PROVIDED TEXT:
-*-*-

Question

How many milli moles of sucrose should be dissolved in 500 gms of water so that the difference between the boiling point and freezing point of the solution becomes ${103.57}^{o}C$? $(K_f={1.86}^{o}C/m,K_b={0.52}^{o}C/m)$

• A. 500 moles
• B. 90 mmoles
• C. 1330 mmoles
• D. 1330 moles

Answer 1

Answer: (C)

1330 mmoles

The expression for the elevation in the boiling point is as shown below.
$T_{(b,s)}-T_{b,H_{2}O}=K_b\times m.....\left(1\right)$
$T_{(b,s)}$ represents the boiling point of solution. $T_{b,H_{2}O}$ represents the boiling point of water.
The expression for the depression in freezing point is as shown below.
$T_{f,H_{2}O}-T_{f,S}=K_f\times m.....\left(2\right)$
$T_{f,s}$ represents the freezing point of solution. $T_{f,H_{2}O}$ represents the freezing point of water.

-*-*-

STORED DATA:
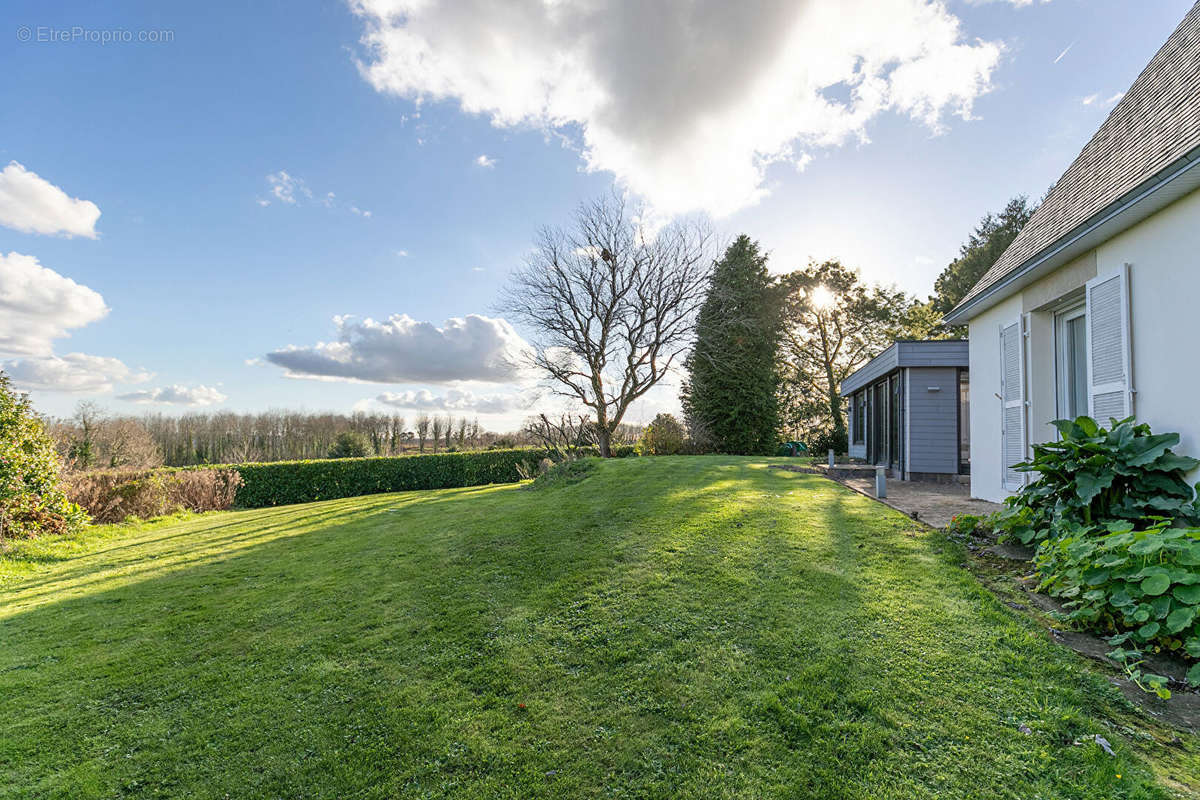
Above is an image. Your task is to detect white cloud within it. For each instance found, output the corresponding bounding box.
[0,161,100,239]
[256,169,371,217]
[0,353,152,393]
[116,384,229,405]
[266,314,528,383]
[259,169,309,205]
[376,389,533,414]
[0,253,108,355]
[353,0,1003,215]
[1082,91,1124,108]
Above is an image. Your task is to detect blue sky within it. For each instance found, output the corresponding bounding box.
[0,0,1190,429]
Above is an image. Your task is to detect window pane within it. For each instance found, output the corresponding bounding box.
[1067,317,1087,419]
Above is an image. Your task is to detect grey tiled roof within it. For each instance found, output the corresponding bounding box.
[959,2,1200,307]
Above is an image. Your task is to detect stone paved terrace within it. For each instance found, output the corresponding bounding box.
[779,464,1003,528]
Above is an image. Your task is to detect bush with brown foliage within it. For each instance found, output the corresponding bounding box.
[64,469,242,524]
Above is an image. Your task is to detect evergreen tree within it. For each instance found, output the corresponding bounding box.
[929,194,1038,314]
[680,235,782,455]
[0,372,88,540]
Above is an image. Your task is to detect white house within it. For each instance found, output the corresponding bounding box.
[947,4,1200,500]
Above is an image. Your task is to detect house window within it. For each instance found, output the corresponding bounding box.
[959,369,971,475]
[854,392,866,445]
[1055,305,1087,420]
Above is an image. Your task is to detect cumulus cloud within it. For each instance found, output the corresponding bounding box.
[256,169,371,217]
[116,384,229,405]
[353,0,1003,215]
[0,353,152,393]
[266,169,312,205]
[376,389,530,414]
[266,314,528,384]
[0,161,100,239]
[0,253,108,355]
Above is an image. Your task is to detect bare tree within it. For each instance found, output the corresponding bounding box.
[500,194,712,457]
[100,417,162,468]
[521,414,596,461]
[67,401,108,469]
[416,414,437,452]
[432,416,444,452]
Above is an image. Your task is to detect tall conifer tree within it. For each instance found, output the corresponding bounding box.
[682,235,782,455]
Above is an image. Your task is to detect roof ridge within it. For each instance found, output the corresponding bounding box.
[950,0,1200,314]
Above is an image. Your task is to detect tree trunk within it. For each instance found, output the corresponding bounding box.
[596,423,612,458]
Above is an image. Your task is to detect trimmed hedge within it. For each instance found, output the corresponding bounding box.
[220,449,545,509]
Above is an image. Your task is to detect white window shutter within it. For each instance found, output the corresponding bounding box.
[1087,265,1133,426]
[1000,319,1025,492]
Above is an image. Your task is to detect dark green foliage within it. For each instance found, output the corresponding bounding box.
[929,194,1038,315]
[329,431,374,458]
[996,416,1200,697]
[682,235,782,455]
[637,414,688,456]
[1000,416,1200,545]
[780,260,914,452]
[0,372,88,539]
[1037,519,1200,697]
[229,450,545,509]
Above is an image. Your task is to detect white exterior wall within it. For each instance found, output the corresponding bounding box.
[968,191,1200,501]
[967,295,1021,501]
[1096,192,1200,460]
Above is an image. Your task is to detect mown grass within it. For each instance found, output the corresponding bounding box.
[0,457,1200,800]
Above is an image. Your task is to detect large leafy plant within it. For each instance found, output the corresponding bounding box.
[0,373,88,539]
[997,416,1200,545]
[1036,518,1200,684]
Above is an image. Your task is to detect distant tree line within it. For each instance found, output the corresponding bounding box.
[47,402,528,469]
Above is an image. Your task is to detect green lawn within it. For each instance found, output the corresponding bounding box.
[0,457,1200,800]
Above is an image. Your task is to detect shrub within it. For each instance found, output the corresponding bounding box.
[0,373,88,539]
[996,416,1200,697]
[636,414,688,456]
[998,416,1200,545]
[1036,519,1200,686]
[229,450,545,509]
[804,429,850,458]
[64,468,241,523]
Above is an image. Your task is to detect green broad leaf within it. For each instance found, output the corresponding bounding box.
[1075,471,1116,503]
[1171,584,1200,606]
[1145,494,1188,511]
[1150,595,1172,619]
[1153,452,1200,473]
[1109,590,1133,608]
[1166,606,1196,633]
[1129,534,1163,555]
[1141,575,1171,596]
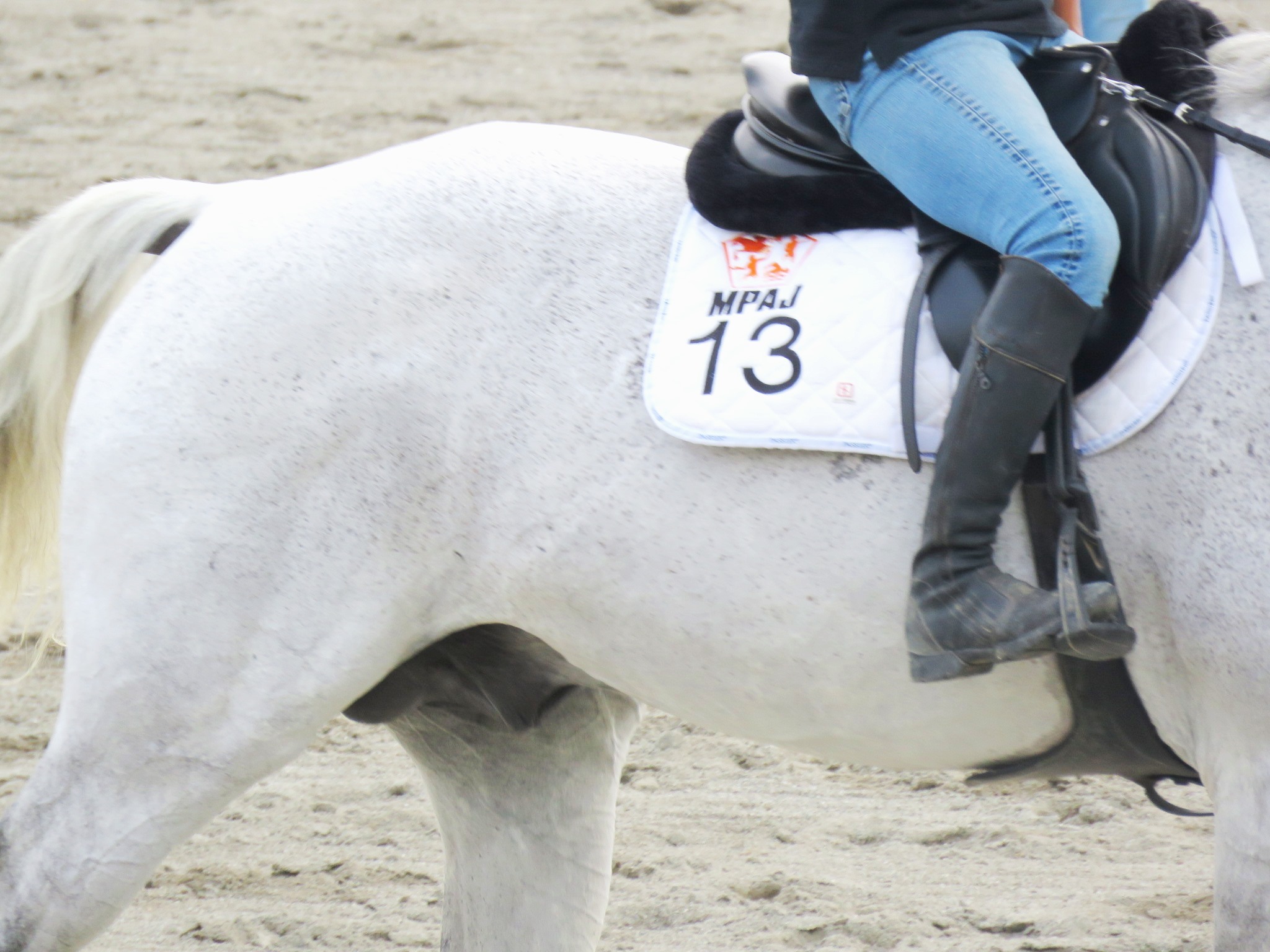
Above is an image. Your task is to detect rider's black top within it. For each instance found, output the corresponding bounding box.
[790,0,1067,80]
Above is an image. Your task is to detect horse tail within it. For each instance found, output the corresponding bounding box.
[0,179,217,643]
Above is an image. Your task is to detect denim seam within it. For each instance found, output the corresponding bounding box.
[900,56,1086,283]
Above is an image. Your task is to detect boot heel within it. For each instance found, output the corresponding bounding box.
[908,651,992,684]
[1054,624,1138,661]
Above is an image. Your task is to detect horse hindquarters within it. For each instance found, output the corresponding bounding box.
[390,636,639,952]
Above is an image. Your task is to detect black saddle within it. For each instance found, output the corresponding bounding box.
[732,46,1215,392]
[687,24,1224,814]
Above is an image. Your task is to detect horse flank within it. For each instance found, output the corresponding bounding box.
[0,33,1270,665]
[0,179,216,647]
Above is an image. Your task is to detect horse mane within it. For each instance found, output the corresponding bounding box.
[1209,32,1270,110]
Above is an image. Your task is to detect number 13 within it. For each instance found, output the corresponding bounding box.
[688,314,802,395]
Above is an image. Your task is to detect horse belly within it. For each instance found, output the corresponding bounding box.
[69,121,1069,768]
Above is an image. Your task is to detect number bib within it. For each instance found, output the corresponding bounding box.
[644,209,956,456]
[644,207,1223,457]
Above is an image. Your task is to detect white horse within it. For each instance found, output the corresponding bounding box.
[0,35,1270,952]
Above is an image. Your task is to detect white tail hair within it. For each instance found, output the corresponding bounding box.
[0,179,216,643]
[1209,32,1270,109]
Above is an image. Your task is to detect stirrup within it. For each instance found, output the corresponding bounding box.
[1046,383,1137,661]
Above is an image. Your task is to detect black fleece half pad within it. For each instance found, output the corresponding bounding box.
[686,0,1228,235]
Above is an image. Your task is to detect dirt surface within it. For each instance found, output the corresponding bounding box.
[0,0,1270,952]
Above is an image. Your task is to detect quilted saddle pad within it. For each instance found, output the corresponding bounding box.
[644,192,1224,457]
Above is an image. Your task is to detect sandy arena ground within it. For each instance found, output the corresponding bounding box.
[0,0,1270,952]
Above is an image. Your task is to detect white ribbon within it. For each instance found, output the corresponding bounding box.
[1213,155,1266,288]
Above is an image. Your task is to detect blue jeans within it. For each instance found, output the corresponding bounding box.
[812,30,1120,307]
[1081,0,1148,43]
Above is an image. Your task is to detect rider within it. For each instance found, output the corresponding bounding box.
[790,0,1128,682]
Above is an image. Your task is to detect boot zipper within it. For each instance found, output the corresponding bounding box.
[974,344,992,390]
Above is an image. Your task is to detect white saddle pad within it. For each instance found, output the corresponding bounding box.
[644,193,1224,457]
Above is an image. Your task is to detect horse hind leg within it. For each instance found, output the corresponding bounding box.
[363,626,639,952]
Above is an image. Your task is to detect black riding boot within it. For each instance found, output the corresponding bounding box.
[905,258,1132,682]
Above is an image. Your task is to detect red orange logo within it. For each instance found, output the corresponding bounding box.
[722,235,817,288]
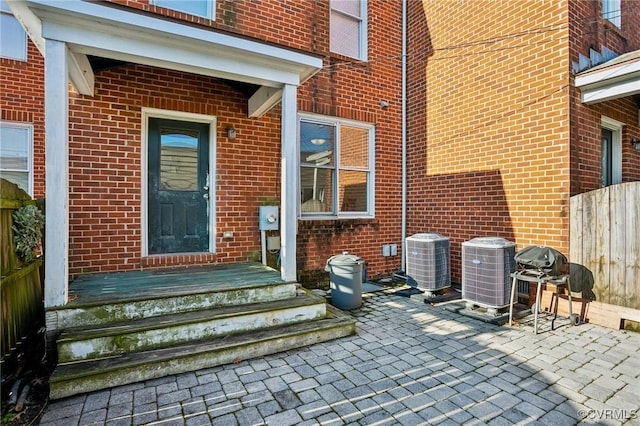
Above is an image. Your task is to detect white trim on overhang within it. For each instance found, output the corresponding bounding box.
[8,0,322,116]
[575,50,640,104]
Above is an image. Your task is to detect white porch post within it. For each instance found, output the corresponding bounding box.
[44,39,69,308]
[280,84,298,281]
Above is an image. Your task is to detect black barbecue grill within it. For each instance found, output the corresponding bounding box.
[509,246,580,334]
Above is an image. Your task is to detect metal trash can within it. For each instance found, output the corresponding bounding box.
[325,252,364,309]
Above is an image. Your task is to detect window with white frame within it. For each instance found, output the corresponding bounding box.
[329,0,367,61]
[601,117,623,187]
[0,121,33,196]
[151,0,216,19]
[602,0,622,28]
[0,0,27,61]
[299,115,375,218]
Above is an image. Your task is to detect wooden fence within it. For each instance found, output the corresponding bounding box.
[569,182,640,309]
[0,179,44,364]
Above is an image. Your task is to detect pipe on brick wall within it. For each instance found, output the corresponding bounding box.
[400,0,407,271]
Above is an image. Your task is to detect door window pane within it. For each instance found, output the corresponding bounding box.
[160,131,198,191]
[340,125,369,169]
[300,117,374,218]
[153,0,215,19]
[0,123,32,194]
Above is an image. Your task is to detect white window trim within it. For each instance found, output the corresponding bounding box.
[601,115,624,185]
[0,1,28,62]
[329,0,369,61]
[297,113,376,220]
[140,108,217,257]
[149,0,216,21]
[0,120,33,197]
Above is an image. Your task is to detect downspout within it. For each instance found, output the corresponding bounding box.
[400,0,407,271]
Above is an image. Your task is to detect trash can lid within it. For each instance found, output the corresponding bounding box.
[327,252,363,265]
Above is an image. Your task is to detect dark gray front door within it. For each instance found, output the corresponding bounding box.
[148,118,209,254]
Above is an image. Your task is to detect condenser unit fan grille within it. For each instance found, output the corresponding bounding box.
[406,234,451,291]
[462,239,516,308]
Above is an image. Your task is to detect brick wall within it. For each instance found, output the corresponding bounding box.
[0,41,45,198]
[297,1,404,285]
[69,66,280,275]
[408,1,570,282]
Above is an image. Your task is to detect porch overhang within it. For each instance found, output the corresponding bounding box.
[575,50,640,105]
[7,0,322,308]
[8,0,322,117]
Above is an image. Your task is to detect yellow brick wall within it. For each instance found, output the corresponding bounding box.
[409,0,570,279]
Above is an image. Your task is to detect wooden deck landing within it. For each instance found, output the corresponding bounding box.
[66,263,285,307]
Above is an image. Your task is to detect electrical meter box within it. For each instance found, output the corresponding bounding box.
[260,206,280,231]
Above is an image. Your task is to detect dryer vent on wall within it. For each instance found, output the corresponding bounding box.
[406,233,451,291]
[462,237,516,309]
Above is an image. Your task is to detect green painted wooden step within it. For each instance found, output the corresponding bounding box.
[49,306,356,399]
[57,293,326,364]
[47,282,296,330]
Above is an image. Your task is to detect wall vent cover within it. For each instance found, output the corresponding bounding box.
[462,237,516,309]
[406,233,451,291]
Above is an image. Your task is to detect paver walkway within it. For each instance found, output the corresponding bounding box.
[40,290,640,426]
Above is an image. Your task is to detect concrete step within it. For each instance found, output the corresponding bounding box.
[49,305,356,399]
[47,283,296,330]
[57,293,326,364]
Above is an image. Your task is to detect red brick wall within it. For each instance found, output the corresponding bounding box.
[0,41,44,198]
[69,66,280,275]
[408,0,570,282]
[2,0,401,282]
[569,0,640,195]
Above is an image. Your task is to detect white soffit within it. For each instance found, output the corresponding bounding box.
[8,0,322,105]
[575,50,640,104]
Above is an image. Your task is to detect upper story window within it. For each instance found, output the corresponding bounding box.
[329,0,367,61]
[602,0,622,28]
[601,116,623,188]
[0,0,27,61]
[151,0,216,20]
[300,116,375,218]
[0,121,33,195]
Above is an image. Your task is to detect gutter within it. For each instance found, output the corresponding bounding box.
[400,0,407,271]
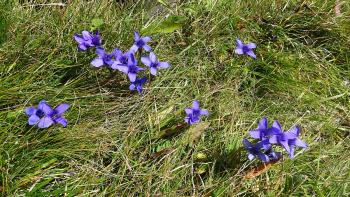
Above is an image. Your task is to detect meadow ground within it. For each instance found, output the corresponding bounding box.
[0,0,350,196]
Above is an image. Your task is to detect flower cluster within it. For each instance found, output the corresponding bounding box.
[25,100,69,128]
[235,38,256,59]
[74,31,170,94]
[243,118,307,162]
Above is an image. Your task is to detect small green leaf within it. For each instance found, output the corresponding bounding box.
[158,0,168,6]
[141,15,187,35]
[187,122,210,145]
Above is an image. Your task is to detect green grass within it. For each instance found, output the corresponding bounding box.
[0,0,350,196]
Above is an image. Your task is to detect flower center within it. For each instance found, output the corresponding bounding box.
[35,109,45,118]
[129,66,138,73]
[242,45,250,53]
[136,39,145,47]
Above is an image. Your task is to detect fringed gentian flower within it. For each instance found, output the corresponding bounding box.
[129,77,147,94]
[111,49,130,71]
[91,48,115,67]
[74,31,101,51]
[249,118,268,140]
[235,38,256,59]
[185,101,209,125]
[269,121,307,158]
[130,32,152,53]
[25,100,69,128]
[141,52,170,76]
[118,53,145,82]
[243,139,271,162]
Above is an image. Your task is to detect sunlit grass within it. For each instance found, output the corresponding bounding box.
[0,0,350,196]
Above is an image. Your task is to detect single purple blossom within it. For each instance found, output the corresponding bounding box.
[249,117,268,140]
[243,139,271,162]
[235,38,256,59]
[264,146,282,160]
[91,47,115,67]
[141,52,170,76]
[130,31,152,53]
[111,49,130,71]
[117,53,145,82]
[74,31,101,51]
[129,77,147,94]
[25,100,69,128]
[269,121,307,158]
[185,101,209,125]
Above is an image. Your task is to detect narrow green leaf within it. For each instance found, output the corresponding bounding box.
[141,15,187,34]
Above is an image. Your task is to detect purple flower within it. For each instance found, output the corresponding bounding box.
[25,100,69,128]
[91,47,114,67]
[111,49,130,71]
[74,31,101,51]
[185,101,209,125]
[141,52,170,76]
[249,118,268,140]
[235,38,256,59]
[269,121,307,158]
[130,31,152,53]
[129,77,147,94]
[265,149,282,160]
[116,53,145,82]
[243,139,271,162]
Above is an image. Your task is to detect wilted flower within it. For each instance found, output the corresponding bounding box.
[129,77,147,94]
[249,117,268,140]
[91,48,115,67]
[25,100,69,128]
[243,139,271,162]
[74,31,101,51]
[130,32,152,53]
[116,53,145,82]
[235,38,256,59]
[141,52,170,75]
[269,121,307,158]
[185,101,209,125]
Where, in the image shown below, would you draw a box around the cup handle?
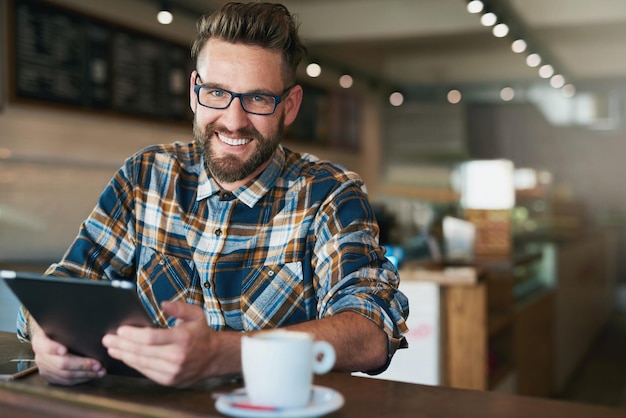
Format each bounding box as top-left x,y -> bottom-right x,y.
313,341 -> 335,374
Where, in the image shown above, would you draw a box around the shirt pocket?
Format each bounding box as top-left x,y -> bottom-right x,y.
240,261 -> 315,330
137,247 -> 202,326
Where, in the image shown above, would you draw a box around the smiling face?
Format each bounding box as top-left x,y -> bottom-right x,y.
189,39 -> 302,190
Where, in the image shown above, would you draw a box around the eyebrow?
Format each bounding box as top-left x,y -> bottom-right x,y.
196,74 -> 276,96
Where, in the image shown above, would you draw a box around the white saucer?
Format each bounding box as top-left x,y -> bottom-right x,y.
215,386 -> 344,418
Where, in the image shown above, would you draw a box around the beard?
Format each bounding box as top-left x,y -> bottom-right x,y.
193,113 -> 285,183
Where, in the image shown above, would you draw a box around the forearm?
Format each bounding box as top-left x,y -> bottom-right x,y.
286,312 -> 388,371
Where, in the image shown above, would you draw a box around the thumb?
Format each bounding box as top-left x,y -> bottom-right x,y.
161,300 -> 205,324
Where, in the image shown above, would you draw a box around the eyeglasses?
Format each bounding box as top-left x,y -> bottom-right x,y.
193,76 -> 293,116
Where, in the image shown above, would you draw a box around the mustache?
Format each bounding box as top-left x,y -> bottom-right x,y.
205,123 -> 263,139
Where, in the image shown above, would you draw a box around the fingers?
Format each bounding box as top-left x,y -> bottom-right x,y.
32,332 -> 106,385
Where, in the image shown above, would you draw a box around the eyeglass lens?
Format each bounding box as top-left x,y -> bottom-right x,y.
198,87 -> 276,114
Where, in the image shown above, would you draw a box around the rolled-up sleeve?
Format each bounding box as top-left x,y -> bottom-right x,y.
313,179 -> 409,373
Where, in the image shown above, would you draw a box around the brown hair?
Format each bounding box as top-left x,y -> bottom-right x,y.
191,2 -> 306,85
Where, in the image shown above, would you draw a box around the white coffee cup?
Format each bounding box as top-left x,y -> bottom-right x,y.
241,330 -> 335,408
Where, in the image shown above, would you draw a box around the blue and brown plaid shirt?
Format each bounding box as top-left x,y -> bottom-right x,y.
18,143 -> 408,362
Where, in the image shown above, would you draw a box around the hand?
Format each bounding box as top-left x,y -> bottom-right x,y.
31,324 -> 106,385
102,301 -> 241,387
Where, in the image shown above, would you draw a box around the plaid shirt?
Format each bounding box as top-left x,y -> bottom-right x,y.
18,143 -> 408,362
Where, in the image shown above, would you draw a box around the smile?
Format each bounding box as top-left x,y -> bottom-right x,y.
217,133 -> 252,146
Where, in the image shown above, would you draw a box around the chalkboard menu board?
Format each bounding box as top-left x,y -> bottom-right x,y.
11,0 -> 192,120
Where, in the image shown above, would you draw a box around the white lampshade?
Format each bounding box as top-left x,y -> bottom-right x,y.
459,160 -> 515,210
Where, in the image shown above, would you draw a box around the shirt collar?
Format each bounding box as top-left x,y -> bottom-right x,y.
196,145 -> 286,207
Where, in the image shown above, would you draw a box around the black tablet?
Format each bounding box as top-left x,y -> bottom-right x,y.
0,270 -> 155,376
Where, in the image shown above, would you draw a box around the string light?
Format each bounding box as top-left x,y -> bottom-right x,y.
157,1 -> 174,25
306,62 -> 322,78
467,0 -> 485,14
467,0 -> 575,96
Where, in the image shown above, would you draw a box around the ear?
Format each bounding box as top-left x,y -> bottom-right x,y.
189,70 -> 198,113
284,84 -> 303,126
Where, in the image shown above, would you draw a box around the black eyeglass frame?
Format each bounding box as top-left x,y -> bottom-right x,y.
193,74 -> 295,116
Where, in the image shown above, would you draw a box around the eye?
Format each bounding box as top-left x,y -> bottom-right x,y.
207,89 -> 227,99
250,94 -> 273,104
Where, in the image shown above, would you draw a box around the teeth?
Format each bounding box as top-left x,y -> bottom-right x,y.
217,133 -> 251,146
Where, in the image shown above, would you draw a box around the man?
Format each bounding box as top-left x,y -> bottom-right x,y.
18,3 -> 408,387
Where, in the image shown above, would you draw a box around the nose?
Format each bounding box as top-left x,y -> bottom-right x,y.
220,97 -> 250,132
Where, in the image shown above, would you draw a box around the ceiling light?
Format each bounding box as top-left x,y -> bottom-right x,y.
561,84 -> 576,97
467,0 -> 485,14
157,1 -> 174,25
511,39 -> 528,54
448,89 -> 463,104
492,23 -> 509,38
480,12 -> 498,26
306,62 -> 322,78
526,53 -> 541,67
339,74 -> 354,89
550,74 -> 565,89
539,64 -> 554,78
389,91 -> 404,107
500,87 -> 515,102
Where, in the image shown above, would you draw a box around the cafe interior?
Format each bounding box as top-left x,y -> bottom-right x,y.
0,0 -> 626,416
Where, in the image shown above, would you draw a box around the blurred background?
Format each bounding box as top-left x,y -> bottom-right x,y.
0,0 -> 626,406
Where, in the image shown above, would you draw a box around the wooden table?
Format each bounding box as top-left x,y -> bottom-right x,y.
0,332 -> 626,418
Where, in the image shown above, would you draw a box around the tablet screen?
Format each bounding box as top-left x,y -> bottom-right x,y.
0,270 -> 155,376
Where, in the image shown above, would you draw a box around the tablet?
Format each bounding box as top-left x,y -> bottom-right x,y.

-*-*-

TASK LIST:
- a) In the sucrose freezing- and boiling-point problem, which option does Answer 1 mark as correct?
- b) Using the sucrose freezing- and boiling-point problem, decide whether each statement agrees with it: (i) Answer 1 selects option B. (ii) $T_{(b,s)}$ stands for the boiling point of the solution. (iii) The sucrose is dissolved in 250 gms of water.
- c) Continue the worked solution to the sucrose freezing- and boiling-point problem, starting after its last sentence.

FINAL ANSWERS:
- a) Option C, 1330 mmoles.

- b)
(i) No: "Answer: (C)"
(ii) Yes: "represents the boiling point of solution"
(iii) No: "500 gms of water"

- c)
Adding equation (1) and equation (2)
$T_{(b,s)}-T_{b,H_{2}O}+(T_{f,H_{2}O}-T_{f,S})=K_b\times m-K_f\times m$
$T_{(b,s)}-T_{f,S}+(T_{f,H_{2}O}-T_{b,H_{2}O})=(K_b-K_f)\times m.....\left(3\right)$
The expression for the molality is, $m=\frac{n}{0.5}.....\left(4\right)$
Substitute values in the equation (3)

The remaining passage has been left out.